#### PROVIDED INFORMATION:

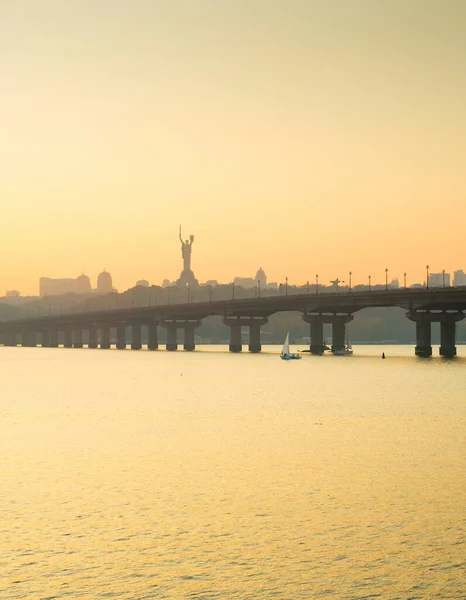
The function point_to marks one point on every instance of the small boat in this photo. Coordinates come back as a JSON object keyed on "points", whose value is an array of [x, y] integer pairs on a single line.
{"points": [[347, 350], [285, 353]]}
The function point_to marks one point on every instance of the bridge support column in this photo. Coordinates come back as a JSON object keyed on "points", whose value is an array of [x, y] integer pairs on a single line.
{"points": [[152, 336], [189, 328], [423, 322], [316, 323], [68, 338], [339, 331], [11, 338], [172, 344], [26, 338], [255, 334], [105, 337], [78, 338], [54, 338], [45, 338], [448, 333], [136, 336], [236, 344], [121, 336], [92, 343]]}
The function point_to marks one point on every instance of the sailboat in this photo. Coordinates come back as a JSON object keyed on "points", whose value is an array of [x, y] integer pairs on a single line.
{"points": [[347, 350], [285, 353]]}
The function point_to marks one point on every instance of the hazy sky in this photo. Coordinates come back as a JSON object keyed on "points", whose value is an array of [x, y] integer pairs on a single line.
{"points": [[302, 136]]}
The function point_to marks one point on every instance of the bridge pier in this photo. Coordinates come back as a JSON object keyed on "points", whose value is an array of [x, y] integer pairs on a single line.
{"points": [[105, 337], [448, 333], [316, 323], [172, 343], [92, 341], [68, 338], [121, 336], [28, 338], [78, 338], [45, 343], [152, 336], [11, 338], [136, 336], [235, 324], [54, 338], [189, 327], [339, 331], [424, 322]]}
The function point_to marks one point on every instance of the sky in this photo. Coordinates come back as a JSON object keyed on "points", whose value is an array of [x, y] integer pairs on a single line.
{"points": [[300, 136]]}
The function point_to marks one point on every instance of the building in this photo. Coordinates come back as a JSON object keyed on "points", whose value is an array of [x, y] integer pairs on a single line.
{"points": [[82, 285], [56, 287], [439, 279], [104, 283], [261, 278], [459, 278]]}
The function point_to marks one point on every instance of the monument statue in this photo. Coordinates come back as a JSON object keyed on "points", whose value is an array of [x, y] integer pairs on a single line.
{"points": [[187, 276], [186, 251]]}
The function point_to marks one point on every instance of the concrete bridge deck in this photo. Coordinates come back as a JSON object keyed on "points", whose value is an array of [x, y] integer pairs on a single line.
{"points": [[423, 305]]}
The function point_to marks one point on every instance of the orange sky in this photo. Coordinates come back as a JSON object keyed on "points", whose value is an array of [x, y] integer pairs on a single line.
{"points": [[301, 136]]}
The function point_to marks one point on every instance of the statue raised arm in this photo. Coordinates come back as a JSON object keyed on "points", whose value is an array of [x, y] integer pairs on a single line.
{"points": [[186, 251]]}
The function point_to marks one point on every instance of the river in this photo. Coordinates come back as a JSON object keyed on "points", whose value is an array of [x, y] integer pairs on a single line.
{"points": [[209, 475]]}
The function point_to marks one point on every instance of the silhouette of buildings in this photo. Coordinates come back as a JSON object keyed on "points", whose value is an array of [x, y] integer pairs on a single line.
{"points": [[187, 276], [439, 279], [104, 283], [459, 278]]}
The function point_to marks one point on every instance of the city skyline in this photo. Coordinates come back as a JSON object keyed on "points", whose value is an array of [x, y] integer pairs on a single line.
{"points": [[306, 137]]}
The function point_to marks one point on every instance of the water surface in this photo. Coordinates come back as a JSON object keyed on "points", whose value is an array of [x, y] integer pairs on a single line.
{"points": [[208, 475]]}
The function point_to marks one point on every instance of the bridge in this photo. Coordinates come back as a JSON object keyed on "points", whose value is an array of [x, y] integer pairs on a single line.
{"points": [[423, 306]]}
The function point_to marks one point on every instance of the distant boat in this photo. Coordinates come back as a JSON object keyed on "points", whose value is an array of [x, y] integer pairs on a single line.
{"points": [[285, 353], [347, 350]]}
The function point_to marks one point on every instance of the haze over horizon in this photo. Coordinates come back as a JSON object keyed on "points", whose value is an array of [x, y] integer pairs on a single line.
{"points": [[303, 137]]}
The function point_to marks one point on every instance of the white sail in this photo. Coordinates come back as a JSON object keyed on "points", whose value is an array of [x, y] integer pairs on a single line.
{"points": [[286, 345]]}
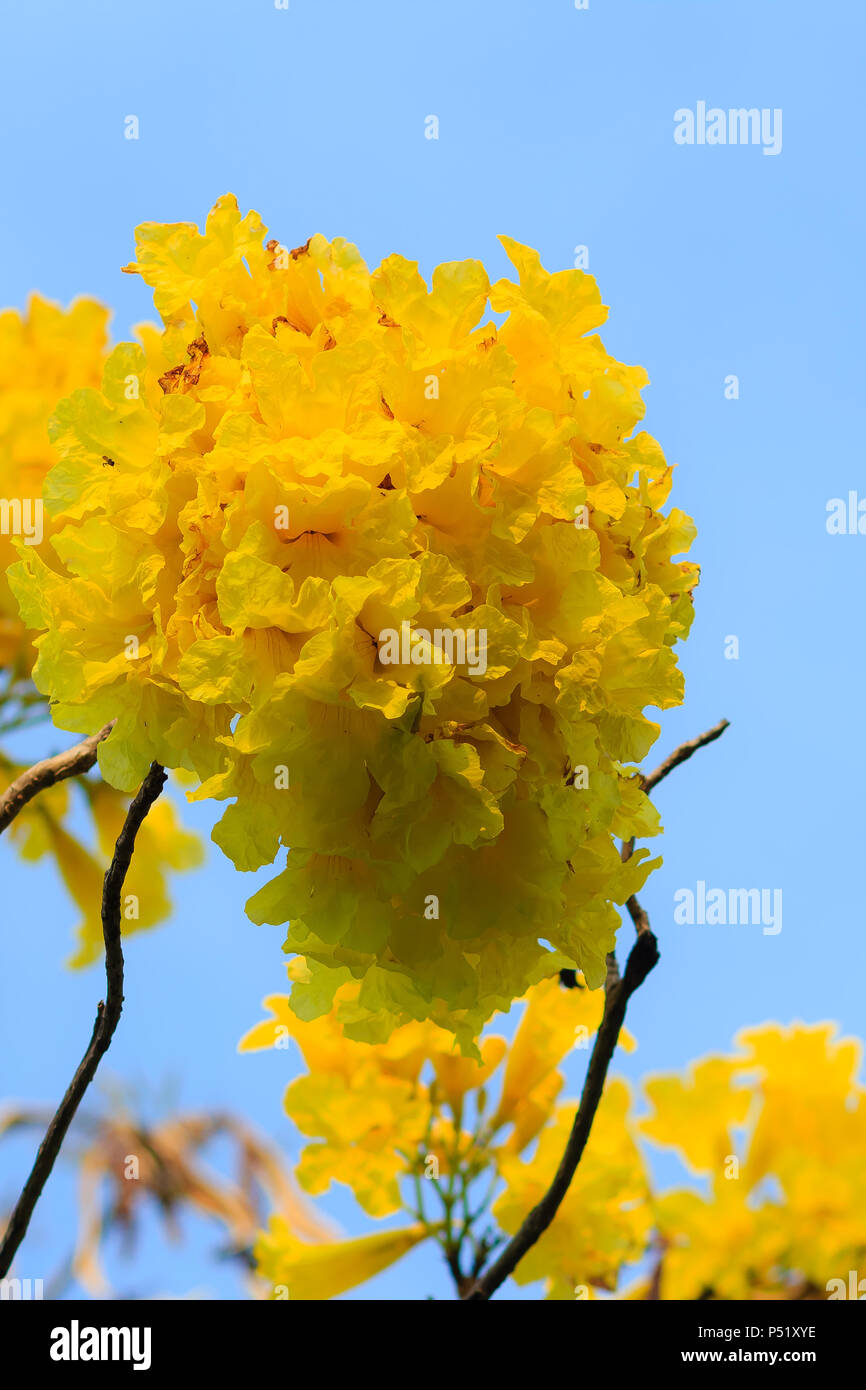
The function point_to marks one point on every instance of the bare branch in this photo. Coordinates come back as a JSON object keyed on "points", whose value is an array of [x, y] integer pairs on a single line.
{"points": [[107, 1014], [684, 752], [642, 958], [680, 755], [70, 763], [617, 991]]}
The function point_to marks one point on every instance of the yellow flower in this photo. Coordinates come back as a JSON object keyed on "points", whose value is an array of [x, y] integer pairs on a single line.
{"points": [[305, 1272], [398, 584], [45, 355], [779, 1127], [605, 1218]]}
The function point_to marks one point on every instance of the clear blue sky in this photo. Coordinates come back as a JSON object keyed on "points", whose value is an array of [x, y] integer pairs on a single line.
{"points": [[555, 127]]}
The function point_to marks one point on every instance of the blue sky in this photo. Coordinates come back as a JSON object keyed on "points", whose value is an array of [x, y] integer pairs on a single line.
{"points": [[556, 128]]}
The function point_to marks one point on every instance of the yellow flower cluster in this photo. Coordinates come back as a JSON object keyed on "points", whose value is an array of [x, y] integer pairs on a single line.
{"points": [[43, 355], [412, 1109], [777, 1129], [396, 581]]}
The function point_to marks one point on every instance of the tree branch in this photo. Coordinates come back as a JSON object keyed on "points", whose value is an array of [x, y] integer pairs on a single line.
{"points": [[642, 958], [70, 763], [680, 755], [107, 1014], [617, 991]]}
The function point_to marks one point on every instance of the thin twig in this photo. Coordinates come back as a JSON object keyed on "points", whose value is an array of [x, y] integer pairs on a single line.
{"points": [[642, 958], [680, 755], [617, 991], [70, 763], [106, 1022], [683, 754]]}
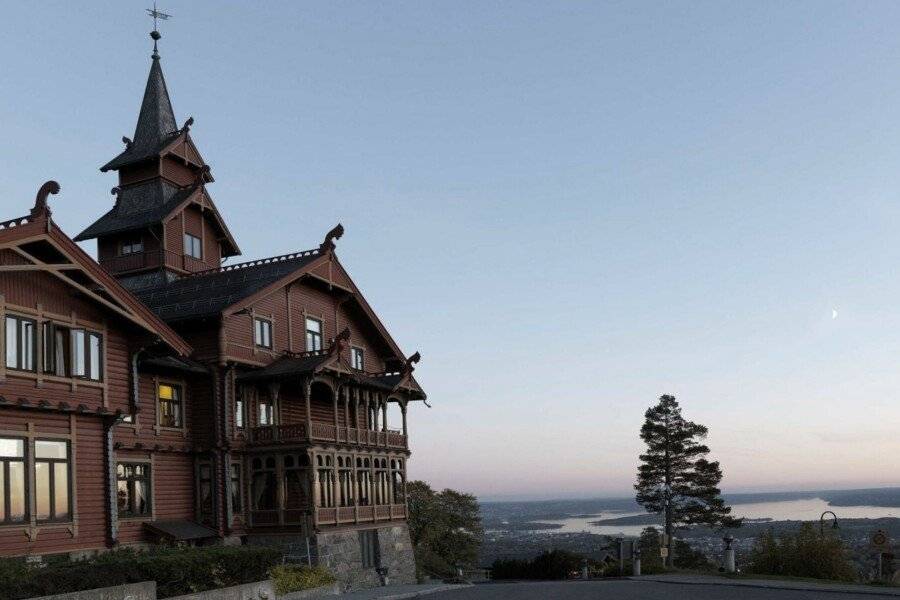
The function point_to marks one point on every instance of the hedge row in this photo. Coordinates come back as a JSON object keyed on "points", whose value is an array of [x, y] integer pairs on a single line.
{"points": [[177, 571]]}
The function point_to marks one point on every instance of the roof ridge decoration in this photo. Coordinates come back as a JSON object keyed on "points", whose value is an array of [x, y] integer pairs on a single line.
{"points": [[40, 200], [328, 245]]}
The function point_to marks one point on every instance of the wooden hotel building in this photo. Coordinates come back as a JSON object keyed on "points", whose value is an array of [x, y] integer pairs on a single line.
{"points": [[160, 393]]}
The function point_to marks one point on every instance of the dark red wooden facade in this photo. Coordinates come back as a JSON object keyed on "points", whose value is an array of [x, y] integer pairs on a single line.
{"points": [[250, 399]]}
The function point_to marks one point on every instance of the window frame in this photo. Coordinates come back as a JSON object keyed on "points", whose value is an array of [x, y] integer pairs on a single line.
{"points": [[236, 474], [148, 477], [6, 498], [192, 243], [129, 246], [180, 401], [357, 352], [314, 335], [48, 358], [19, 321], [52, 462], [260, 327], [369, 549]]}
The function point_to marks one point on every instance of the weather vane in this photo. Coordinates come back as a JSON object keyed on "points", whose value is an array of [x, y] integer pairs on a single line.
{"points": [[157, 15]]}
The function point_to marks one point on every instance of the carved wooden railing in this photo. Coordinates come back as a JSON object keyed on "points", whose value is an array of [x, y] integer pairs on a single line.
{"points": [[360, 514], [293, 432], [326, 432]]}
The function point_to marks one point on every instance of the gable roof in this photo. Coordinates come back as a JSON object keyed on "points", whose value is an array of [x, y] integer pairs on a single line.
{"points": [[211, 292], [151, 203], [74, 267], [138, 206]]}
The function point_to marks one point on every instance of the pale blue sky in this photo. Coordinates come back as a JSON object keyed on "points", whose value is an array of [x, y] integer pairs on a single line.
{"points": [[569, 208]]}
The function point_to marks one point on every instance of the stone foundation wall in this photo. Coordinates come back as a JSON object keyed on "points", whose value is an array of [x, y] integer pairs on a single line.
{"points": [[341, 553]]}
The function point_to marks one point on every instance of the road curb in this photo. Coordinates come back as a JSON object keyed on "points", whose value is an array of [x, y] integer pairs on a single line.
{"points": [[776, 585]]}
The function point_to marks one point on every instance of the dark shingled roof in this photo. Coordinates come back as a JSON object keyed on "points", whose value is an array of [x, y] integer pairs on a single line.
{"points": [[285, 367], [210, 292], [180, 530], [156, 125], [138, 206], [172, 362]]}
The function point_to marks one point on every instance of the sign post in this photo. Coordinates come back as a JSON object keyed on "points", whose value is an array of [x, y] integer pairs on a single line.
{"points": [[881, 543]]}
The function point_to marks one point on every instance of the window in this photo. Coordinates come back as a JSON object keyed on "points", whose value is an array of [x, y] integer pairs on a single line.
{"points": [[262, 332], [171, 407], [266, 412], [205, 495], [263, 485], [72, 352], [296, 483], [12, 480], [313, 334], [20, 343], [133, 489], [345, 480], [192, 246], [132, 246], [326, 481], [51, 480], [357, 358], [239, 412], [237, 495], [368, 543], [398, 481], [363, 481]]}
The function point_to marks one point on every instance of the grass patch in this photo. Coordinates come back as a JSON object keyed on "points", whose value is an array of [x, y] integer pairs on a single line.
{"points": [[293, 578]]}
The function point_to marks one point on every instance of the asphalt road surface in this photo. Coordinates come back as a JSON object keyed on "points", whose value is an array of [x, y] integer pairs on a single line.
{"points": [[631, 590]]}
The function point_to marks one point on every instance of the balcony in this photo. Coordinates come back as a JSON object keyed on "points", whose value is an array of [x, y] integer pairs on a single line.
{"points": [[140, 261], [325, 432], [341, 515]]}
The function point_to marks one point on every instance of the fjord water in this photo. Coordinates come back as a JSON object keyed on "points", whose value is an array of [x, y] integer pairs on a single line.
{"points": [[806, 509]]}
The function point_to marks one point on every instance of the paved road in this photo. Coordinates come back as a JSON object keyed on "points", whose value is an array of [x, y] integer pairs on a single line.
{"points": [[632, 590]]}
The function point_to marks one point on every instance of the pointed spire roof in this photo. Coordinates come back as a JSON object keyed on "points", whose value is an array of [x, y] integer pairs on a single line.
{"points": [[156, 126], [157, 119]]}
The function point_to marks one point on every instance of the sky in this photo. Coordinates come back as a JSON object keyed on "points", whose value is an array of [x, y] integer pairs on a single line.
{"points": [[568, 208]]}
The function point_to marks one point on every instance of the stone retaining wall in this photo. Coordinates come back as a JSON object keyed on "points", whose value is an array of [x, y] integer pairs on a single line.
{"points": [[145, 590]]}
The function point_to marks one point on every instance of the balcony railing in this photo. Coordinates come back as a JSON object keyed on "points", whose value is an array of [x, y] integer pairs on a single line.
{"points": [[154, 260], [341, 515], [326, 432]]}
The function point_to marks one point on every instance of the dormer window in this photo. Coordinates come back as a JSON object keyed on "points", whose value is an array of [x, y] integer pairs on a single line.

#### DESCRIPTION OF THE TASK:
Print the lines of the entries, exactly, from the one containing "the balcony railing" down to the final line, and leave out all the others.

#### SOLUTION TO THIS TASK:
The function point_to marks one point on every instance of the balcony railing in this photo. Coordinates come back as a JSON object keyed on "points", whose value is an array of [x, y] integer pairs on a single line.
{"points": [[154, 260], [341, 515], [326, 432]]}
The function point_to marks one point on every instance of the dormer window in this photo. Coordinates come back as a JSON object keyed on "points", whose value is an array of [x, y] integer pairs on a single line.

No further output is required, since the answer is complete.